[What to produce]
Reproduce verbatim the stretch of the missing-persons blog excerpt below from "Black History Month: Tristan Rivera" through "is presumed drowned.".

Document extract section start

Black History Month: Tristan Rivera

In honor of Black History Month I’m profiling one African-American MP every day on this blog for the month of February. Today’s case is Tristan Markey Rivera, a 21-year-old man who disappeared from Irving, Texas on August 5, 2007. He is biracial (black/white) and mentally disabled.

He was last seen in the Trinity River floodwaters and is presumed drowned.

Darron Glass revisited

So I just finished reading this book about the unsolved 1980 disappearance of Darron Glass, the only presumed Atlanta Child Killer victim who is still missing. I’ve written about Darron on this blog twice before.

The book is self-published and more of a booklet than a book, only 28 pages long in large type. Normally I wouldn’t have bothered with it, but it was written by Thomas Bailey, who was Darron’s foster care caseworker at the time of his disappearance, so I thought it might have some insights. It did.

Bailey says much of what has been reported about Darron is wrong. His foster mother, Fannie Mae Smith, was interviewed by the media and described him as “immature but streetwise.” However, Bailey says Darron was in fact mentally disabled, and that his IQ had tested at 65, and he “was in no way streetwise.” Smith claimed Darron, or someone claiming to be him, called her on the day of his disappearance, but Bailey doesn’t believe Darron called or even knew his foster home’s phone number.

I’m not sure what to make of this information. Certainly I’m going to put the info about Darron’s mental disability on his Charley Project profile, but I don’t think his low IQ necessarily means Smith didn’t know what she was talking about.

An IQ in the 60s indicates a mild mental disability. According to some research I did, most people with IQs in that range function relatively normally. They can take care of themselves in terms of stuff like bathing and dressing and keeping their living area clean and so on. They can conform socially and they can acquire reading and math skills up until around the sixth-grade level. With some support, they can usually work a job and live independently as adults.

Document extract section end
Information supplied section start

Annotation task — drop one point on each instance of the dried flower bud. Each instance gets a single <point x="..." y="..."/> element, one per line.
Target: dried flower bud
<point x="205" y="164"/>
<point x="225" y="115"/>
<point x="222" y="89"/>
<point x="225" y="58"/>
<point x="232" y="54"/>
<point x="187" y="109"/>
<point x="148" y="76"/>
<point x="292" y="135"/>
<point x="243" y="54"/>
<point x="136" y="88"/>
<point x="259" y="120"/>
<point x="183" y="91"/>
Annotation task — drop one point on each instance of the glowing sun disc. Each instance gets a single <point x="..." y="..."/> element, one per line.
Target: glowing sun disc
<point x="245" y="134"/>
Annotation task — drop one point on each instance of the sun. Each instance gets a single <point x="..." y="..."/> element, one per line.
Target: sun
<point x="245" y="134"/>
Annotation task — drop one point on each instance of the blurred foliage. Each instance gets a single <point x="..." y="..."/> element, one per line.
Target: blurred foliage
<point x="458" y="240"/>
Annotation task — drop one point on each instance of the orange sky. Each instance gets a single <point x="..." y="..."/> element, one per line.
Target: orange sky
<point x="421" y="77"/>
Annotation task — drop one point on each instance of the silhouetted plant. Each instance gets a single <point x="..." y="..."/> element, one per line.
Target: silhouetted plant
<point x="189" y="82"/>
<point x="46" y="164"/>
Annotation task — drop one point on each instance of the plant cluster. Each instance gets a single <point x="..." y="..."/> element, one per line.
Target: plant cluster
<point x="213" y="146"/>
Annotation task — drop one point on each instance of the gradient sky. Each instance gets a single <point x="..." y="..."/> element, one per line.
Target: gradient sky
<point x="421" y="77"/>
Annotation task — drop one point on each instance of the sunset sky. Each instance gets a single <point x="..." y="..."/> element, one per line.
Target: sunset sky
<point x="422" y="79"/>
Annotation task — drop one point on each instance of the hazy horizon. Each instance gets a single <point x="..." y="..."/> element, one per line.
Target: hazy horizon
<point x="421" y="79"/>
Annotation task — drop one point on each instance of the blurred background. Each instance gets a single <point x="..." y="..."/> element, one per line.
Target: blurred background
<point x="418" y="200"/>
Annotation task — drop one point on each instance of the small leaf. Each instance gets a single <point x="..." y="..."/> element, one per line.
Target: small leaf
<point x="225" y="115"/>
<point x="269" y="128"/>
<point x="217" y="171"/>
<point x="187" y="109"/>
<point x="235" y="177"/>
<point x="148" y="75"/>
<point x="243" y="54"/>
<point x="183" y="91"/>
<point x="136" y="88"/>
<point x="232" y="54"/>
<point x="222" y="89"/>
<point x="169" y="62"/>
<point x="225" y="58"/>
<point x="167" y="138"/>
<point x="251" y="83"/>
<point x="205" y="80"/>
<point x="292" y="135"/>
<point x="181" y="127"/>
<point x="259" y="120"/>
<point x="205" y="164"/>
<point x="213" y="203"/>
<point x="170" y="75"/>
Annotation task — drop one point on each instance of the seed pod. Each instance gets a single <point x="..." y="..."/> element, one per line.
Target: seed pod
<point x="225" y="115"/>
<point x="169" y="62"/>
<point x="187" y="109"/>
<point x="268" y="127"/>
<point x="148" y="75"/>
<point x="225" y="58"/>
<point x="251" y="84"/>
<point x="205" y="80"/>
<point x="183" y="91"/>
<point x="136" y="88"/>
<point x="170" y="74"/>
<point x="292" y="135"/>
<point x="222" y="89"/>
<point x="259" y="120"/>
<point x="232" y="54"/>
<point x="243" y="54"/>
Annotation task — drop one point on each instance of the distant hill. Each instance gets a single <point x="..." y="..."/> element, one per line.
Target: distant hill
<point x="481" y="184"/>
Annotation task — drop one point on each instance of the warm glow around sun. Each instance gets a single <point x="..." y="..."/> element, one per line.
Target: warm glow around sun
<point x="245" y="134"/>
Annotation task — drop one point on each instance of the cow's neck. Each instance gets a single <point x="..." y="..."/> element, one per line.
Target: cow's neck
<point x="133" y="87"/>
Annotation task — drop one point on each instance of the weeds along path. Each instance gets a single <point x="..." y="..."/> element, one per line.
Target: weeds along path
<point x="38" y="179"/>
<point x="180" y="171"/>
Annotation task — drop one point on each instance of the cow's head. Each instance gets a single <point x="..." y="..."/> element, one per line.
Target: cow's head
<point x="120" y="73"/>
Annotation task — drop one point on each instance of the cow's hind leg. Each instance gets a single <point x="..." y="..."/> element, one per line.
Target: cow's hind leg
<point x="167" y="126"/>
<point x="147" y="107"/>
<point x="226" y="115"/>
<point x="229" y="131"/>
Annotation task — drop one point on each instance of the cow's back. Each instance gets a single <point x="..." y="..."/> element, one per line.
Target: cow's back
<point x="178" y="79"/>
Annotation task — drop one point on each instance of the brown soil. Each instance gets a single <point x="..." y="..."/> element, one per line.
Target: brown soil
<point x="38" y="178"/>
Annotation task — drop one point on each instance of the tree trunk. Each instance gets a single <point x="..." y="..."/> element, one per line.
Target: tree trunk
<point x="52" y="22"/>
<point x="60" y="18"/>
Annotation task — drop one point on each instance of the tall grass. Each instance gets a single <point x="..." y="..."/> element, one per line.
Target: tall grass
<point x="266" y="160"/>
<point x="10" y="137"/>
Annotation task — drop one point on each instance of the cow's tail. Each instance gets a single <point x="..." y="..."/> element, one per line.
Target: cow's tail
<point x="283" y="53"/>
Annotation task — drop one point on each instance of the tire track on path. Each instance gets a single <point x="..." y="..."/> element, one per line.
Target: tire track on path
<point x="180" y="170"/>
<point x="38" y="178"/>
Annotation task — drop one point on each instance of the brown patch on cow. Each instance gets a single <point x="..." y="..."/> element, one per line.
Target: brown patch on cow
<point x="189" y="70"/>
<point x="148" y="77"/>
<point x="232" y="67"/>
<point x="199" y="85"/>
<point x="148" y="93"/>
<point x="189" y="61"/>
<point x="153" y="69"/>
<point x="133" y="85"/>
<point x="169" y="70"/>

Information supplied section end

[Answer space]
Black History Month: Tristan Rivera

In honor of Black History Month I’m profiling one African-American MP every day on this blog for the month of February. Today’s case is Tristan Markey Rivera, a 21-year-old man who disappeared from Irving, Texas on August 5, 2007. He is biracial (black/white) and mentally disabled.

He was last seen in the Trinity River floodwaters and is presumed drowned.